[RECORDS FOR PROCESSING]

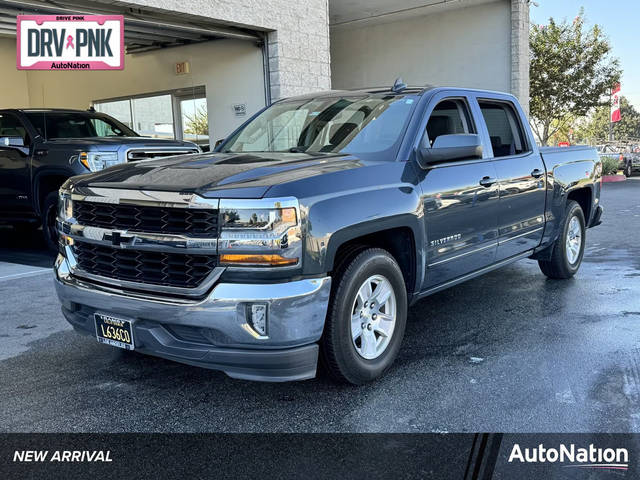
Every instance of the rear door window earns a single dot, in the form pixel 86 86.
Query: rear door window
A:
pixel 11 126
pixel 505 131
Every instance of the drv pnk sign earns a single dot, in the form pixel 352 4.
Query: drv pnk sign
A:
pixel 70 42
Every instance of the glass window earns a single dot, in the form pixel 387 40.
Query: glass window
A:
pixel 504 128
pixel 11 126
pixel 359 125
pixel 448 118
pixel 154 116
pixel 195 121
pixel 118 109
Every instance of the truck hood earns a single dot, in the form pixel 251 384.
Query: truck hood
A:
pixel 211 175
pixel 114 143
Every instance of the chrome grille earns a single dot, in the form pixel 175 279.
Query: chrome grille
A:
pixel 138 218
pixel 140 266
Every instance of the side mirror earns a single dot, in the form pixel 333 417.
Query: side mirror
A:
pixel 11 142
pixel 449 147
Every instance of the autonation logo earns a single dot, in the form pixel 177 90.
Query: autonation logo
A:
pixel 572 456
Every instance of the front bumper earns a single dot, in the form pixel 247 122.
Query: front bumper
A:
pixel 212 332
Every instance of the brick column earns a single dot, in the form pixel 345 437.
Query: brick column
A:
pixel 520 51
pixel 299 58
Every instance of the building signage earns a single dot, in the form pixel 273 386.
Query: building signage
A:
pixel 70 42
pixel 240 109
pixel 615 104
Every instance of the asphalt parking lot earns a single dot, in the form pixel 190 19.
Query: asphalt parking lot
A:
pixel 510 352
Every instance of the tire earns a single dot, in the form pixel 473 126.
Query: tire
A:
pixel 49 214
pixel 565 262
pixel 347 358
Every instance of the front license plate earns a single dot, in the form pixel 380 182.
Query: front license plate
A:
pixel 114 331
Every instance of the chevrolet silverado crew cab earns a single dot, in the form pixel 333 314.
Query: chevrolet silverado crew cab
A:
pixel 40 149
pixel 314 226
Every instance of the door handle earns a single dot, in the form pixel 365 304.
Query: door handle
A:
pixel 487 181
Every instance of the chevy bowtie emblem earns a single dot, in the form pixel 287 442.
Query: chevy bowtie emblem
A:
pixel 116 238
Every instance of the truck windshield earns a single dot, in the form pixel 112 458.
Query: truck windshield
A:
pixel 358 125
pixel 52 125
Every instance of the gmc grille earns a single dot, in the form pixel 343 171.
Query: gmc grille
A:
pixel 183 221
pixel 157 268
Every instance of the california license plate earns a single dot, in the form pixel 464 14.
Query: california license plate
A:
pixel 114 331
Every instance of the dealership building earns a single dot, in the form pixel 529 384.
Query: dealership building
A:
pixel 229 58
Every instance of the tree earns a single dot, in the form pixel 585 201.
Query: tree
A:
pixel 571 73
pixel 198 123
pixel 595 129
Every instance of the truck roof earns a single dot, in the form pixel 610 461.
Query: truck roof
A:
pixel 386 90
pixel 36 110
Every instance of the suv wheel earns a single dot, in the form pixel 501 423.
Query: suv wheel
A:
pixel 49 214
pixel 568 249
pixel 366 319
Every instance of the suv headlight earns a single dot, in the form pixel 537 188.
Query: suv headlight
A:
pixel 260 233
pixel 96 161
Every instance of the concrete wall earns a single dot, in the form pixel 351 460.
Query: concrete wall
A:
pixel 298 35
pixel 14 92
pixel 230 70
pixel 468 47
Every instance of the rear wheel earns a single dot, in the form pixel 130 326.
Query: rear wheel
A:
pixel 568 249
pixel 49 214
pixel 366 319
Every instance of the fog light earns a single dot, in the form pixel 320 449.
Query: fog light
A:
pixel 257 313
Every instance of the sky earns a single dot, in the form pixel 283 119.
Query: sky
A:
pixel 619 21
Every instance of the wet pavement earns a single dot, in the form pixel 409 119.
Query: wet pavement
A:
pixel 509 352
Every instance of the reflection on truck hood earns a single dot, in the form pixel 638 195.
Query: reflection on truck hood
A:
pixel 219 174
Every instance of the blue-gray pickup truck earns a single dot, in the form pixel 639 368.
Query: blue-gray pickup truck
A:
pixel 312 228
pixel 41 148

[/RECORDS FOR PROCESSING]
[RECORDS FOR PROCESSING]

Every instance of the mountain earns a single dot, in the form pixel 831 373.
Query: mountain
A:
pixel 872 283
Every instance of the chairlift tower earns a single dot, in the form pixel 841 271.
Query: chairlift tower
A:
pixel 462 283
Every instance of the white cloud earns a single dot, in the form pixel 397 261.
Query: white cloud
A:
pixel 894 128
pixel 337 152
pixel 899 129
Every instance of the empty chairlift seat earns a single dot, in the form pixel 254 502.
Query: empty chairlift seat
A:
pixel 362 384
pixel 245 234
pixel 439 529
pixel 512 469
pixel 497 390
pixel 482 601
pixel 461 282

[/RECORDS FOR PROCESSING]

## GOAL OF THE EXERCISE:
From the entries above, extract only the lines running from the one containing "Every instance of the rear door" through the one containing "Query: tire", inclusive.

## ANSWER TO THIS TASK:
Every instance of the rear door window earns a single dot, in the form pixel 86 86.
Query: rear door window
A:
pixel 11 126
pixel 505 131
Every instance of the drv pnk sign earns a single dot, in the form pixel 352 4.
Query: drv pnk sign
A:
pixel 70 42
Every instance of the glass window earns a single dot, in the form pixel 387 40.
Query: glass window
A:
pixel 504 128
pixel 11 126
pixel 359 125
pixel 448 118
pixel 154 116
pixel 195 121
pixel 118 109
Every instance of the truck hood earns a single dot, in the form pixel 251 384.
Query: truck hood
A:
pixel 211 175
pixel 114 143
Every instance of the chrome grille earns a single dot, in the form pixel 175 279.
Query: chrome grille
A:
pixel 138 218
pixel 140 266
Every instance of the side mirror earns a single dot, in the form pixel 333 417.
Query: side mirror
A:
pixel 11 142
pixel 449 147
Every instance of the autonation logo earns a single dot, in the form pixel 177 90.
Query: autonation logo
A:
pixel 572 456
Every instance of the front bumper earns a single dot, in the form pixel 247 122.
Query: front bumper
A:
pixel 212 332
Every instance of the brick column earns a single dot, in the form pixel 345 437.
Query: brick column
A:
pixel 520 51
pixel 299 58
Every instance of the building signage earns a single dot, in the form pixel 273 386.
Query: building signage
A:
pixel 70 42
pixel 240 109
pixel 615 104
Every instance of the asphalt parking lot earns a single dot, in the form pixel 190 19.
Query: asphalt parking lot
A:
pixel 510 352
Every instance of the tire earns a single dot, in the form pixel 473 126.
Query: tire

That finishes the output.